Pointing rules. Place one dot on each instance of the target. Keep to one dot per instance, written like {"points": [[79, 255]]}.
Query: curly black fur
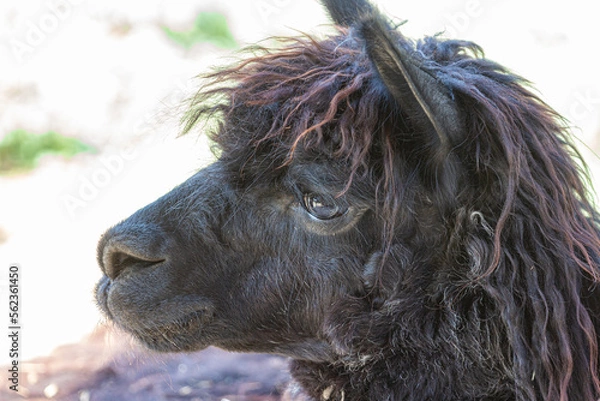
{"points": [[405, 220]]}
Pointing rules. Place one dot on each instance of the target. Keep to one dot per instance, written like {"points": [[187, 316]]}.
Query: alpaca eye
{"points": [[322, 208]]}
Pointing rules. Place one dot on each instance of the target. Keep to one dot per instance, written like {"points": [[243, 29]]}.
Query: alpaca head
{"points": [[375, 202]]}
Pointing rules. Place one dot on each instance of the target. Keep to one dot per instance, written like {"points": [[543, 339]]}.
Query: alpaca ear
{"points": [[422, 98]]}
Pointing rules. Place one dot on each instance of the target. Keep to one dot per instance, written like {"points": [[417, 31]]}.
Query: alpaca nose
{"points": [[124, 248]]}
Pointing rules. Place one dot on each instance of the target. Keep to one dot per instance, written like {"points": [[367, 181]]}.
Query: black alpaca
{"points": [[405, 220]]}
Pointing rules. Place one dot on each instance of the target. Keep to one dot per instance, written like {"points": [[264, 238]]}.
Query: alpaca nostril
{"points": [[115, 259]]}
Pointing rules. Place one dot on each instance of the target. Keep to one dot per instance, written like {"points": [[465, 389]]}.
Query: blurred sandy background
{"points": [[105, 72]]}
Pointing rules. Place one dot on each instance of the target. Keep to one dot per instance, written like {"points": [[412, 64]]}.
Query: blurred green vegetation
{"points": [[20, 150], [208, 27]]}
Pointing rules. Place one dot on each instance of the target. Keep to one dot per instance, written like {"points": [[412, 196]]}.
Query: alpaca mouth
{"points": [[174, 324], [183, 334]]}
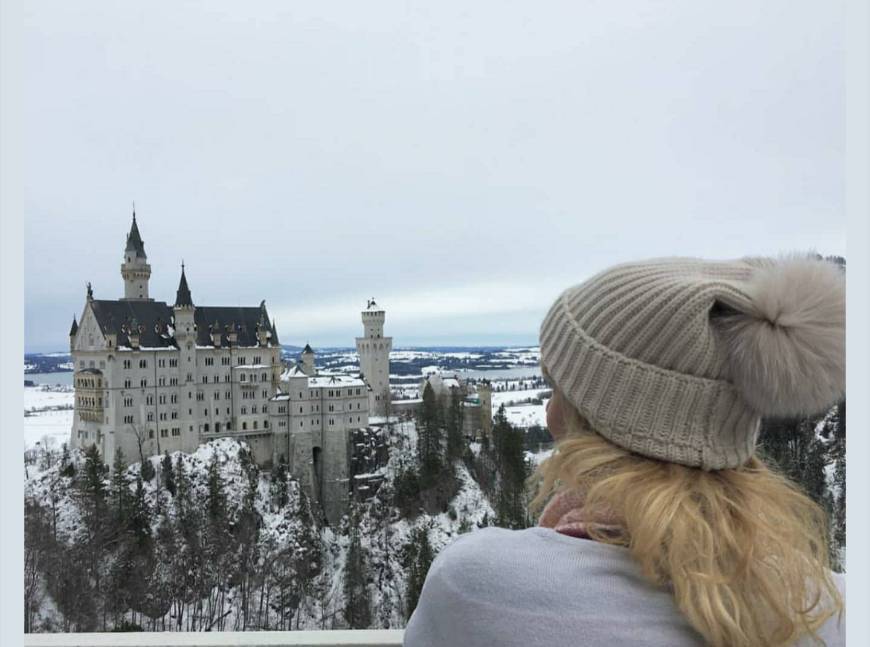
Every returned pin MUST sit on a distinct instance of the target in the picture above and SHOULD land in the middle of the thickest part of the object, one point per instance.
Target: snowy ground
(44, 417)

######

## PROBLEM REQUIREMENTS
Leaving the pictures out, write out all the material above exactly.

## SOLUTION
Pointing rules. Place one dot on each instance of the target. Keep to one dot per instance, written like {"points": [[79, 255]]}.
Query: curly black fur
{"points": [[405, 220]]}
Pointing rules. Place one dot on each instance of the target. Keep to one dot per instance, written like {"points": [[187, 316]]}.
Query: alpaca eye
{"points": [[322, 208]]}
Pointing rules. Place one dot on each instance of the target. Keep to one dot per instance, written like {"points": [[243, 29]]}.
Query: alpaca head
{"points": [[375, 202]]}
Pointing rules. Place one dot on each instance of the target. Keep to one dot per instance, written like {"points": [[543, 339]]}.
Query: alpaca ear
{"points": [[422, 98]]}
Pointing rules. Place one dot on each instance of the target. Keep to one dot per instance, written like {"points": [[417, 31]]}.
Query: alpaca nose
{"points": [[124, 248]]}
Pointing rules. Place one dot on each instance of the target. Keep to one dot per instance, written like {"points": [[367, 181]]}.
Query: black alpaca
{"points": [[405, 220]]}
Pointing rules. Place one dot on each instance of the target. Keep to one dot per instance, written like {"points": [[264, 238]]}.
Query: alpaca nostril
{"points": [[115, 259]]}
Pointing rules. Place one dot on each instance of the target. Keep to one dot per instance, written like {"points": [[465, 389]]}.
Query: blurred sandy background
{"points": [[105, 72]]}
Pointing rules. Place one dot on each instance of the target. Keep to one dot per instance, written like {"points": [[412, 64]]}.
Query: blurred green vegetation
{"points": [[20, 150], [208, 27]]}
Pointing rules. Place one dot on each instance of the target. Keep to one dot per instance, written like {"points": [[412, 196]]}.
Query: alpaca mouth
{"points": [[174, 324], [183, 334]]}
Every returned pin MUST sit on a distinct instance of the target in the picture above and SHOULD land in the middle of the thickest part of the object, one point per instance.
Target: snowy ground
(44, 417)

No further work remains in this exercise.